What the task requires:
Turn all of the data below into a Markdown table with two columns, Row and Text. Number each line in order, put its wording in Text, and leave out blank lines.

Input:
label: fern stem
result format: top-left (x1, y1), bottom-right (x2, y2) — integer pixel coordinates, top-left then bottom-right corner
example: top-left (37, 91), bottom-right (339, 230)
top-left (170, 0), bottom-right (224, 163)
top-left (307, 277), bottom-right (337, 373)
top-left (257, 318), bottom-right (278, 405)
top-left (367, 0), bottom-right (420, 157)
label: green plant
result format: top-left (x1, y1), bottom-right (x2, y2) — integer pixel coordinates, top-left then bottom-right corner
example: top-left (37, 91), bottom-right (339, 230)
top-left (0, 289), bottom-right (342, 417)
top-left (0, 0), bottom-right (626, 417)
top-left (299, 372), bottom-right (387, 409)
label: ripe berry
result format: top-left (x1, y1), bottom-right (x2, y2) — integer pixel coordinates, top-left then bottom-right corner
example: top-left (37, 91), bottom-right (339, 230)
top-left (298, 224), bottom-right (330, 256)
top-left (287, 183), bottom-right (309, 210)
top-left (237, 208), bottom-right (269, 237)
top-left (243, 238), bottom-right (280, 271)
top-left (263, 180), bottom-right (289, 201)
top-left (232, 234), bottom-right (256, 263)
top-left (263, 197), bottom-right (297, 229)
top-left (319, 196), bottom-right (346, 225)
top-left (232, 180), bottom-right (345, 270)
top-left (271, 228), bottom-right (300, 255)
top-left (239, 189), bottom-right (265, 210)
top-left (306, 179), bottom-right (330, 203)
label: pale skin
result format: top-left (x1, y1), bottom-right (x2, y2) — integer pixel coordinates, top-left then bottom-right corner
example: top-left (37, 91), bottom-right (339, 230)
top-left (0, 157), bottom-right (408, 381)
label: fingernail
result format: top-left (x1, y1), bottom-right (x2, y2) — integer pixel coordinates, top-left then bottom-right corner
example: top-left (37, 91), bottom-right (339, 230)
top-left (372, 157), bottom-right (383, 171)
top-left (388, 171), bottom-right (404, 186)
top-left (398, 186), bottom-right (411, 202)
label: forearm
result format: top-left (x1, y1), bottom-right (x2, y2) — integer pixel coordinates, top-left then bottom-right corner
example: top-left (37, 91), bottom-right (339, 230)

Exercise result:
| Row | Text |
|---|---|
| 1 | label: fern stem |
| 2 | result format: top-left (x1, y1), bottom-right (x2, y2) — integer pixel coordinates, top-left then bottom-right corner |
| 3 | example: top-left (37, 91), bottom-right (339, 230) |
| 4 | top-left (170, 0), bottom-right (224, 163) |
| 5 | top-left (307, 277), bottom-right (337, 373) |
| 6 | top-left (257, 318), bottom-right (278, 405) |
| 7 | top-left (367, 0), bottom-right (420, 157) |
| 8 | label: green plant |
| 9 | result format: top-left (x1, y1), bottom-right (x2, y2) — integer pixel coordinates, top-left then bottom-right corner |
| 10 | example: top-left (37, 91), bottom-right (339, 230) |
| 11 | top-left (0, 289), bottom-right (342, 417) |
| 12 | top-left (0, 0), bottom-right (626, 417) |
| 13 | top-left (299, 372), bottom-right (387, 409) |
| 14 | label: ripe berry |
| 15 | result format: top-left (x1, y1), bottom-right (x2, y2) — integer pixel coordinates, top-left then bottom-right corner |
| 16 | example: top-left (37, 91), bottom-right (339, 230) |
| 17 | top-left (298, 224), bottom-right (330, 256) |
| 18 | top-left (287, 183), bottom-right (309, 210) |
| 19 | top-left (237, 208), bottom-right (269, 237) |
| 20 | top-left (243, 238), bottom-right (280, 271) |
| 21 | top-left (263, 180), bottom-right (289, 201) |
| 22 | top-left (232, 234), bottom-right (256, 263) |
| 23 | top-left (263, 197), bottom-right (297, 229) |
| 24 | top-left (319, 196), bottom-right (346, 225) |
| 25 | top-left (232, 180), bottom-right (345, 270) |
| 26 | top-left (271, 228), bottom-right (300, 255) |
| 27 | top-left (239, 189), bottom-right (265, 210) |
| 28 | top-left (306, 179), bottom-right (330, 203) |
| 29 | label: pale skin |
| 30 | result format: top-left (x1, y1), bottom-right (x2, y2) — integer pixel coordinates, top-left then bottom-right corner |
| 31 | example: top-left (37, 91), bottom-right (339, 230) |
| 32 | top-left (0, 157), bottom-right (408, 381) |
| 33 | label: fingernail |
| 34 | result format: top-left (x1, y1), bottom-right (x2, y2) — integer pixel coordinates, top-left then bottom-right corner |
| 35 | example: top-left (37, 91), bottom-right (339, 230) |
| 36 | top-left (372, 157), bottom-right (383, 171) |
| 37 | top-left (388, 171), bottom-right (404, 186) |
| 38 | top-left (398, 186), bottom-right (411, 202) |
| 39 | label: forearm |
| 40 | result format: top-left (x1, y1), bottom-right (x2, y2) — integer pixel coordinates, top-left then bottom-right corner |
| 41 | example: top-left (37, 91), bottom-right (339, 230) |